(Entries from an annotation dataset)
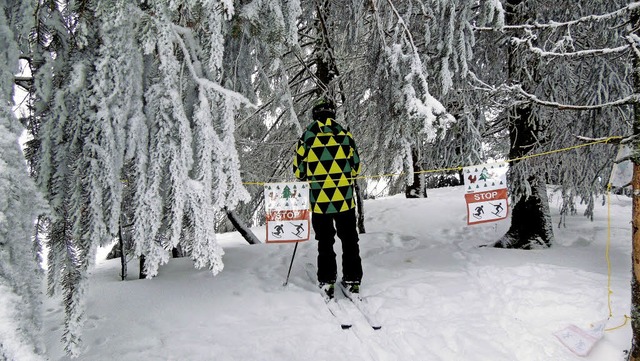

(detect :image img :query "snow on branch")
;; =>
[171,24,257,109]
[511,85,640,110]
[511,30,631,58]
[469,72,640,110]
[474,1,640,31]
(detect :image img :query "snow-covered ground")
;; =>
[45,187,631,361]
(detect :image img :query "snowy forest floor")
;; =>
[44,187,631,361]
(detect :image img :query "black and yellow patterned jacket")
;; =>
[293,118,360,214]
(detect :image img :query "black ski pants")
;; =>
[311,209,362,283]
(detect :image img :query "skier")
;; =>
[271,224,284,238]
[473,206,484,219]
[291,223,304,237]
[293,99,362,298]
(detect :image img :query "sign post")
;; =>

■ Task to complete ■
Reproduce the lines of the listing above verbatim, starting at the line containing "and yellow patterned" and ending at the line containing "[293,99,362,298]".

■ Written response ■
(detect :image img :query "black and yellow patterned jacket")
;; =>
[293,118,360,214]
(detect :image img :query "black ski pants")
;; =>
[311,209,362,283]
(detect :image img :query "skier")
;; =>
[271,224,284,238]
[473,206,484,219]
[291,223,304,237]
[293,99,362,298]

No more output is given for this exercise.